● **Written request**
Copy out the data below with every "field log" swapped for "survey record", changing nothing else.

● **Source data**
※ ※ ※

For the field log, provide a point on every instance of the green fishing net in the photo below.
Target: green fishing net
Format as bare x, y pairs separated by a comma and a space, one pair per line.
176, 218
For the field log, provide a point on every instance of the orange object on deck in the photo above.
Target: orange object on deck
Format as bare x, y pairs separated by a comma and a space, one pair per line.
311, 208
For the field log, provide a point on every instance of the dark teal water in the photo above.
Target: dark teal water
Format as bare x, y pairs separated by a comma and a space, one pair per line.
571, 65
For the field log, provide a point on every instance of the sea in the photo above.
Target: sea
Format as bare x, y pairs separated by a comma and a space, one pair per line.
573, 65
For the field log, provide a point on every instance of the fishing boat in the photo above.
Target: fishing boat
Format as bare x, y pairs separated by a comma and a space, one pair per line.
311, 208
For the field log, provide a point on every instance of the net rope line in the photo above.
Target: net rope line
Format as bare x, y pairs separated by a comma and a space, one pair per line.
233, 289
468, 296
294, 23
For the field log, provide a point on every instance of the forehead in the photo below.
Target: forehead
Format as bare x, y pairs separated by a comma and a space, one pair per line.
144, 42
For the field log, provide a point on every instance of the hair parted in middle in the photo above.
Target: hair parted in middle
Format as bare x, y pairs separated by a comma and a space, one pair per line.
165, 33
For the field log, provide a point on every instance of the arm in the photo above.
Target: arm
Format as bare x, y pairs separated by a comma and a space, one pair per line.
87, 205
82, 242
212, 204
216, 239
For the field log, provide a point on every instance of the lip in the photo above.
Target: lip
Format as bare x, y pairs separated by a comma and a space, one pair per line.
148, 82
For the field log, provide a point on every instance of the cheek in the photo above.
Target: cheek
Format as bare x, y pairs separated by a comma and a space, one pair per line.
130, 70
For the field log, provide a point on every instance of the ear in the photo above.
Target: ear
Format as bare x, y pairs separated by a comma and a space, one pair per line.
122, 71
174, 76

※ ※ ※

● **Solution for this task**
For the survey record, provide a point on every instance of the green fishing net in the photo below.
Target: green fishing net
Format as bare x, y pairs separated by a comma and a space, one pair per line.
176, 218
For the survey record, provide a point on every instance of the orange object on deck in the photo above.
Target: orange object on deck
Format as bare x, y pairs separated by a comma and a space, one pair per line.
311, 208
For the survey record, provide a point on every instance of the dark teal water in the photo above.
Target: dark teal water
Format as bare x, y pairs separated by a comma and a space, one pair per line.
571, 65
For the survey record, provide a point on every instance of the sea in the photo above.
Target: sea
Format as bare x, y pairs separated by a comma and a space, one pair per line.
573, 65
For the survey record, provide a point on every instance of the fishing boat in the photo above.
Target: fishing boat
Format as bare x, y pairs separated by a comma and a space, one pair per line.
311, 208
For the survey record, provide a point on every instance of the net rope line in the photo above.
Target: net rope line
Format as bare x, y pairs separated by a comma and a space, one pair per line.
233, 289
468, 296
294, 23
For the survey record, provide a point on every instance of the forehead in the photo below.
Target: forehead
Format as bare x, y pairs separated by a comma and a space, one pair per line.
144, 42
For the survey record, provide a point on every instance of the hair parted in middle in the photo above.
Target: hair parted in middle
Format as bare x, y pairs separated by a comma and a space, one pair per line.
165, 33
For the survey record, provide a point on every instance of the arm in the photo above.
Target: arm
Format as bare x, y pairs separated by a comma and a space, one pair per line.
87, 205
82, 242
212, 204
216, 239
For the survey record, provide a point on every instance of the lip in the photo above.
Target: lip
Format as bare x, y pairs separated by a comma and a space, one pair per line.
148, 82
For the survey record, provide a point on every instance of the cheek in the photo above.
Target: cheek
Format as bare x, y pairs separated by a comma and a space, one pair per line.
130, 70
For the survey record, provide a point on every instance of the ear in the photo above.
Target: ear
Format as bare x, y pairs separated by a comma and a space, one pair per line.
122, 71
174, 76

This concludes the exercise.